» **Direction a**:
In the mailing-list post on the pandas BlockManager below, list, in order, each short reply Brock Mendel gives to a quoted point of the summary.

----------------

[Pandas-dev] A case for a simplified (non-consolidating) BlockManager with 1D blocks

Thu Jun 11 12:01:12 EDT 2020

On Thu, Jun 11, 2020 at 10:51 AM Brock Mendel <jbrockmendel at gmail.com>
wrote:

> > Does this summary accurately capture the discussion?
>
> Not quite.
>
> > there was agreement with the goal of simplifying pandas' internals,
>
> Yes.
>
> > and making DataFrame a column-store seems to be the best way to achieve
> that.
>
> No.
>
> We will not know this until we see an implementation.  Nor will we know
> the performance impact.  My expectation is that the performance impact will
> lead to a bunch of workarounds that cut against the simplification.
>
> I strongly object to committing to this before having this information.
>

It'd be good to clarify exactly what you object to committing to. Changing
the Block Manager is a large task, made especially difficult by us being an
open-source project with many stake-holders and limited funding. I think
that we as a project can say "We as a project think that making DataFrame a
column store is best", while still acknowledging that it's an uncertain
goal that may be abandoned if it turns out to be a bad idea.

----------------

» **Direction b**:
In the records that follow, write out again the lines from the line containing "Can you find the bush?" to the line containing "pixel 797 756", both included and requests kept. Multiply every coordinate in the answers by 1.1 and round to whole numbers, with halves rounded up.

» **Supplied material**:

----------------

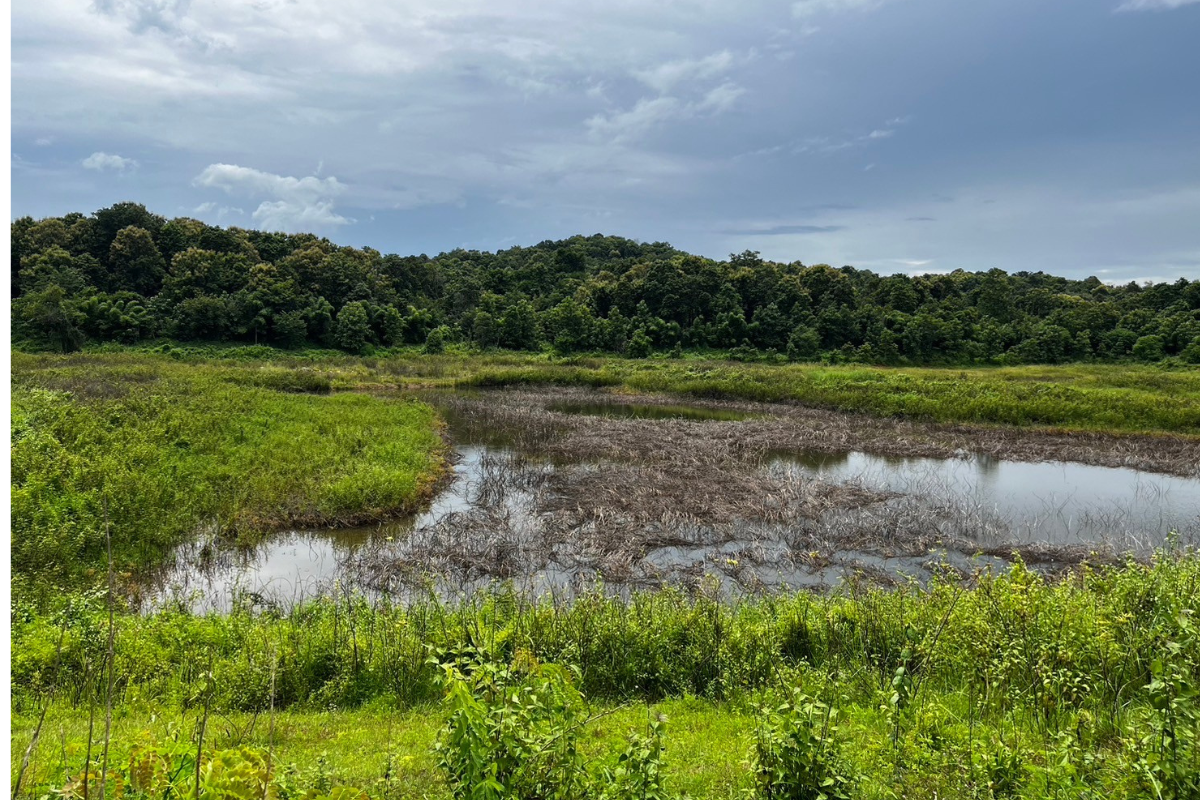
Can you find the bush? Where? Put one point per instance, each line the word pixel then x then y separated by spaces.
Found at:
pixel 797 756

----------------

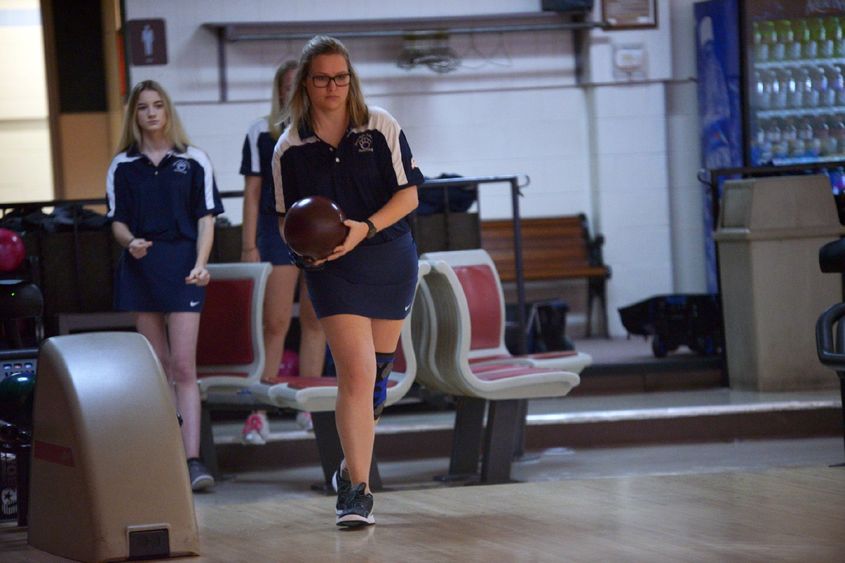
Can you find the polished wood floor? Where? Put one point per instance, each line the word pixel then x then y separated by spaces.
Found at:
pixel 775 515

----------------

» **Reply a**:
- Not quite.
- Yes.
- No.

» **Reply b**:
Can you find the bush? Where? Put one point per instance, each line the word pixel then x then y separated by spaces.
Found at:
pixel 877 832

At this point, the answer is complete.